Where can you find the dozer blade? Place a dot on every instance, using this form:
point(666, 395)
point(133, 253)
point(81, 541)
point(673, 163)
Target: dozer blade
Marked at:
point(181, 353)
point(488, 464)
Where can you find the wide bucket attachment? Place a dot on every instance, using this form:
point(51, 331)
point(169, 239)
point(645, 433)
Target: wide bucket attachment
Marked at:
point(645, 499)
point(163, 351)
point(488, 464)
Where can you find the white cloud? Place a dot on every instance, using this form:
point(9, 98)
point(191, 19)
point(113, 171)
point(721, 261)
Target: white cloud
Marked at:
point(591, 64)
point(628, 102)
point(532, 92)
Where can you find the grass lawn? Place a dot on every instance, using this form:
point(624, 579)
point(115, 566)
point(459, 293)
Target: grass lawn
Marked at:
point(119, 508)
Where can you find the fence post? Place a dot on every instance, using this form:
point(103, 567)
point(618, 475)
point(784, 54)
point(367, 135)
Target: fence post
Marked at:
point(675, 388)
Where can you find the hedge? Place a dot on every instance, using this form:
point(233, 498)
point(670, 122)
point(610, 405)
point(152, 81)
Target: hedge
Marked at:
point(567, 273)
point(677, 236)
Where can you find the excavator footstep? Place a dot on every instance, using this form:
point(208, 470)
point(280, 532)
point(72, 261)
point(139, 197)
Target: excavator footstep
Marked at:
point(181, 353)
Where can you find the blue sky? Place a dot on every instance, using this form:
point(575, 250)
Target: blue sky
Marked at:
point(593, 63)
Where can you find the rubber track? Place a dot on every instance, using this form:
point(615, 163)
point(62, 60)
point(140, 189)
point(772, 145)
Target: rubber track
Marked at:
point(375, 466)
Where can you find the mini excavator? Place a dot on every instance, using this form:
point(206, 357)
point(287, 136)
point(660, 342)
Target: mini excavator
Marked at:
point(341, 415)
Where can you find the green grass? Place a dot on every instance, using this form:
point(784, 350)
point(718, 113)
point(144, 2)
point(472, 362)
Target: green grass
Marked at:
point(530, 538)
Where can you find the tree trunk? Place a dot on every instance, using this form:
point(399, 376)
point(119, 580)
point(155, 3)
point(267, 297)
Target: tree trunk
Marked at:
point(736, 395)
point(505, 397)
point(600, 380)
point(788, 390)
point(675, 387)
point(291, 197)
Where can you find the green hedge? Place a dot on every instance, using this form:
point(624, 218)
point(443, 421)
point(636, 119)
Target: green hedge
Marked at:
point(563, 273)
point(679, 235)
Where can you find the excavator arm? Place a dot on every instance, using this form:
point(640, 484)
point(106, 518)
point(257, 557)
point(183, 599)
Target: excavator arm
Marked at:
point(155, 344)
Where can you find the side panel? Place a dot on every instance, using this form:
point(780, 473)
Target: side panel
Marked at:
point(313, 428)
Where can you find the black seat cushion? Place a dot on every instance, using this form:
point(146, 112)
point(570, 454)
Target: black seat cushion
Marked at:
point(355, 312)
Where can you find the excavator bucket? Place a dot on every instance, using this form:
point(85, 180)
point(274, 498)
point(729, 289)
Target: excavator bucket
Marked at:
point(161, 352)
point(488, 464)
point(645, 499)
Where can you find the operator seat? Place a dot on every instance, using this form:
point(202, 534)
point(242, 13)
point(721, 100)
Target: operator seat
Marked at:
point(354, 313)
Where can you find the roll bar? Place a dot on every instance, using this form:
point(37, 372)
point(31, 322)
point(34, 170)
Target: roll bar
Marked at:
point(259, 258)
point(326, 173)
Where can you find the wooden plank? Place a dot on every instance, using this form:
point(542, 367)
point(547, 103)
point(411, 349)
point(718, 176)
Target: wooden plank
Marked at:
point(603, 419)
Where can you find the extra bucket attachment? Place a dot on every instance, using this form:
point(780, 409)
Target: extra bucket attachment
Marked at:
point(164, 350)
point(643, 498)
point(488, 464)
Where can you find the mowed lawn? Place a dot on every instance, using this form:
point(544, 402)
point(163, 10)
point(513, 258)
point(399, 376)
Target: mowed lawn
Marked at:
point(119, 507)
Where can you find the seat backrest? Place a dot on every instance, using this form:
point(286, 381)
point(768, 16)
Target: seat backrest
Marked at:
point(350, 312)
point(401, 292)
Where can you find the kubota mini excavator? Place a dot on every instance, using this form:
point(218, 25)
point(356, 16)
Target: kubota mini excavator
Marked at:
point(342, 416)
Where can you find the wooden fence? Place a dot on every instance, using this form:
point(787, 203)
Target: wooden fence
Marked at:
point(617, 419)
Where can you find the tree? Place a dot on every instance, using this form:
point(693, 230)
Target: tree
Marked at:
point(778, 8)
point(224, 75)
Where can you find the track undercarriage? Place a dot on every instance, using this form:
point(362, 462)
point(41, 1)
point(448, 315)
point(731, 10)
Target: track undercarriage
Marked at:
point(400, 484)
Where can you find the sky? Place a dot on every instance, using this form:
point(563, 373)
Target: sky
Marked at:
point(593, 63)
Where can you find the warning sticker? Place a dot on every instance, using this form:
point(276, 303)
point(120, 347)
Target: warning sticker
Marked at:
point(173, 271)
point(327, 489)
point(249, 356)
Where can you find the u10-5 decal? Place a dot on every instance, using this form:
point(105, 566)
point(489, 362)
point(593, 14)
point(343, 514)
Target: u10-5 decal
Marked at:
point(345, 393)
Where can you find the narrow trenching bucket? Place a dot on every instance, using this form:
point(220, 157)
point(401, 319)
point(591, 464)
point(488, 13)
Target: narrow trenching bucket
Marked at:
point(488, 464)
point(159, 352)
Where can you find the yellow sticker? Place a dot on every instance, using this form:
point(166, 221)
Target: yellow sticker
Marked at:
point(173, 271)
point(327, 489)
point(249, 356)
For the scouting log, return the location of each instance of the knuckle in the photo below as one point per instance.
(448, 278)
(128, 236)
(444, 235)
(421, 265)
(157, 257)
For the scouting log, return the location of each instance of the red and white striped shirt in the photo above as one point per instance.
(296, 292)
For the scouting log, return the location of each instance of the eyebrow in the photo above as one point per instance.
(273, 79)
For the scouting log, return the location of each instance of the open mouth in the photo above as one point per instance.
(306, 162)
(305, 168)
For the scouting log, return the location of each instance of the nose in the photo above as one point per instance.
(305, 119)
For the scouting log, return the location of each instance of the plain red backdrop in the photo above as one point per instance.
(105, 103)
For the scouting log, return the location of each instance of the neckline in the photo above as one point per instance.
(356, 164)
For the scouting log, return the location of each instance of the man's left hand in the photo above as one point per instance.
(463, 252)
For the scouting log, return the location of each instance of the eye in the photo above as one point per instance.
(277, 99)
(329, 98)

Task
Set out every line of the records above as a numbered list, omitting any blank lines.

Solution to the problem
1. Where can you find the dozer blade? Place a dot on every instance, using this form:
2. point(666, 395)
3. point(133, 253)
4. point(81, 541)
5. point(673, 163)
6. Target: dozer blade
7. Marked at:
8. point(181, 353)
9. point(488, 464)
10. Where can you find the wide bucket attachment? Place a dot on every instance, using this form:
11. point(51, 331)
12. point(169, 239)
13. point(645, 433)
14. Target: wide bucket attachment
15. Marked at:
16. point(645, 499)
17. point(163, 351)
18. point(488, 464)
19. Where can you find the white cloud? Place a dot on every instance, using this form:
20. point(9, 98)
21. point(191, 19)
22. point(113, 171)
23. point(721, 261)
24. Target: white cloud
25. Marked at:
26. point(591, 64)
27. point(628, 102)
28. point(532, 92)
29. Where can you find the grass lawn? Place a dot on every instance, using this form:
30. point(624, 579)
31. point(115, 566)
32. point(459, 293)
33. Target: grass lawn
34. Marked at:
35. point(119, 508)
36. Where can you find the fence post? Place a dot on every instance, using this form:
37. point(103, 567)
38. point(618, 475)
39. point(784, 54)
40. point(367, 135)
41. Target: fence post
42. Marked at:
43. point(675, 388)
44. Where can you find the hedge? Place a dot on every instance, using this form:
45. point(233, 498)
46. point(670, 122)
47. point(610, 405)
48. point(152, 81)
49. Target: hedge
50. Marked at:
51. point(567, 273)
52. point(677, 236)
53. Where can you find the excavator footstep? Place a dot on every instance, using this form:
54. point(208, 470)
55. point(280, 532)
56. point(72, 261)
57. point(139, 197)
58. Target: excavator footstep
59. Marked at:
60. point(181, 353)
61. Where can you find the blue sky? Place a dot on every instance, using this form:
62. point(575, 250)
63. Target: blue sky
64. Marked at:
65. point(593, 63)
66. Where can you find the rubber track? Place a dot on every instance, using this form:
67. point(615, 163)
68. point(62, 60)
69. point(140, 189)
70. point(772, 145)
71. Target: rubber track
72. Marked at:
73. point(375, 466)
74. Where can you find the mini excavator? Place a dot on every instance, using this form:
75. point(206, 357)
76. point(287, 136)
77. point(660, 342)
78. Target: mini excavator
79. Marked at:
80. point(341, 415)
81. Where can you find the green grass? Place a dot on every instance, using this form:
82. point(784, 350)
83. point(718, 113)
84. point(144, 2)
85. point(472, 362)
86. Target: green grass
87. Marked at:
88. point(530, 538)
89. Where can you find the tree trunk? Place a dot on every instance, using this form:
90. point(399, 376)
91. point(119, 580)
92. point(155, 3)
93. point(267, 297)
94. Target: tree trunk
95. Marked at:
96. point(736, 395)
97. point(505, 397)
98. point(600, 380)
99. point(788, 390)
100. point(675, 387)
101. point(291, 197)
102. Where can you find the green hedge? Place a dot on every instance, using this form:
103. point(624, 218)
104. point(443, 421)
105. point(636, 119)
106. Target: green hedge
107. Marked at:
108. point(563, 273)
109. point(679, 235)
110. Where can you find the excavator arm? Place a dot on every instance, using this form:
111. point(640, 484)
112. point(106, 518)
113. point(257, 557)
114. point(183, 599)
115. Target: excavator arm
116. Marked at:
117. point(155, 344)
118. Where can you find the side panel? Place a dot on every instance, using this form:
119. point(780, 473)
120. Target: side panel
121. Marked at:
122. point(313, 428)
123. Where can you find the black seat cushion? Place a dot on every instance, using this form:
124. point(146, 112)
125. point(570, 454)
126. Target: black seat cushion
127. Marked at:
128. point(355, 312)
129. Where can you find the excavator bucket? Place a dot on every instance, using this form:
130. point(85, 180)
131. point(274, 498)
132. point(729, 289)
133. Target: excavator bucket
134. Marked at:
135. point(161, 352)
136. point(488, 464)
137. point(645, 499)
138. Where can you find the operator seat? Place a dot on every instance, using this form:
139. point(202, 534)
140. point(242, 13)
141. point(721, 100)
142. Target: operator seat
143. Marked at:
144. point(354, 313)
145. Where can you find the roll bar? Place a dot on every instance, using this form:
146. point(37, 372)
147. point(31, 322)
148. point(34, 170)
149. Target: roll bar
150. Marked at:
151. point(259, 258)
152. point(326, 173)
153. Where can you find the wooden plank? Place a dot on every instance, using this form:
154. point(542, 367)
155. point(547, 103)
156. point(411, 349)
157. point(718, 176)
158. Target: wooden plank
159. Marked at:
160. point(603, 419)
161. Where can you find the extra bucket attachment? Place a dot on every instance, using this form:
162. point(780, 409)
163. Target: extra bucket attachment
164. Marked at:
165. point(164, 350)
166. point(643, 498)
167. point(488, 464)
168. Where can you find the mowed lawn? Place a dot on every instance, using this form:
169. point(544, 402)
170. point(163, 10)
171. point(513, 258)
172. point(399, 376)
173. Target: mowed lawn
174. Marked at:
175. point(119, 507)
176. Where can you find the seat backrest? Place a dot on every instance, using this form:
177. point(286, 381)
178. point(768, 16)
179. Target: seat backrest
180. Marked at:
181. point(350, 312)
182. point(401, 292)
183. Where can you find the kubota mini excavator? Place a dot on every instance, using this form:
184. point(218, 25)
185. point(356, 16)
186. Target: kubota mini excavator
187. Marked at:
188. point(342, 416)
189. Where can you find the wooden fence? Place a dot on every instance, using this form:
190. point(787, 203)
191. Target: wooden fence
192. Marked at:
193. point(617, 419)
194. Where can you find the tree? Place a dot on every instance, using this form:
195. point(693, 230)
196. Target: tree
197. Marked at:
198. point(778, 8)
199. point(224, 75)
200. Where can you find the track undercarriage? Place a dot on every instance, using this form:
201. point(362, 462)
202. point(41, 1)
203. point(448, 315)
204. point(731, 10)
205. Target: track undercarriage
206. Marked at:
207. point(400, 484)
208. Where can you find the sky? Place a dot on every instance, using this form:
209. point(563, 373)
210. Target: sky
211. Marked at:
212. point(593, 63)
213. Where can you find the warning sticker? Place a dot on every instance, using this form:
214. point(276, 303)
215. point(120, 347)
216. Target: warning sticker
217. Marked at:
218. point(173, 271)
219. point(327, 489)
220. point(249, 356)
221. Where can you find the u10-5 decal? Place a dot on every instance, using this form:
222. point(105, 566)
223. point(489, 362)
224. point(593, 14)
225. point(343, 514)
226. Target: u10-5 decal
227. Marked at:
228. point(345, 393)
229. Where can you find the narrow trenching bucket? Place a dot on every instance, using this form:
230. point(220, 157)
231. point(401, 319)
232. point(591, 464)
233. point(488, 13)
234. Target: narrow trenching bucket
235. Marked at:
236. point(488, 464)
237. point(159, 352)
238. Where can you find the yellow sticker? Place a dot on every instance, using this form:
239. point(166, 221)
240. Target: yellow sticker
241. Marked at:
242. point(173, 271)
243. point(327, 489)
244. point(249, 356)
245. For the scouting log, return the location of each instance of the knuckle in the photo below as one point per instance.
246. (448, 278)
247. (128, 236)
248. (444, 235)
249. (421, 265)
250. (157, 257)
251. For the scouting log, return the location of each instance of the red and white striped shirt in the photo above as one point per instance.
252. (296, 292)
253. For the scouting log, return the location of each instance of the eyebrow in the photo above as one point per instance.
254. (273, 79)
255. For the scouting log, return the location of each instance of the open mouth in the photo above as one point per instance.
256. (306, 162)
257. (305, 168)
258. For the scouting log, return the location of each instance of the nose in the photo above as one point per instance.
259. (305, 119)
260. For the scouting log, return the location of each instance of the plain red backdrop in the photo above as one point per instance.
261. (105, 103)
262. For the scouting log, return the location of each instance of the neckline in the photo above as one point per instance.
263. (356, 164)
264. For the scouting log, return the location of each instance of the man's left hand in the photo above as one point per instance.
265. (463, 252)
266. For the scouting log, return the location of each instance of the eye in the photo above as one point per instance.
267. (277, 99)
268. (329, 98)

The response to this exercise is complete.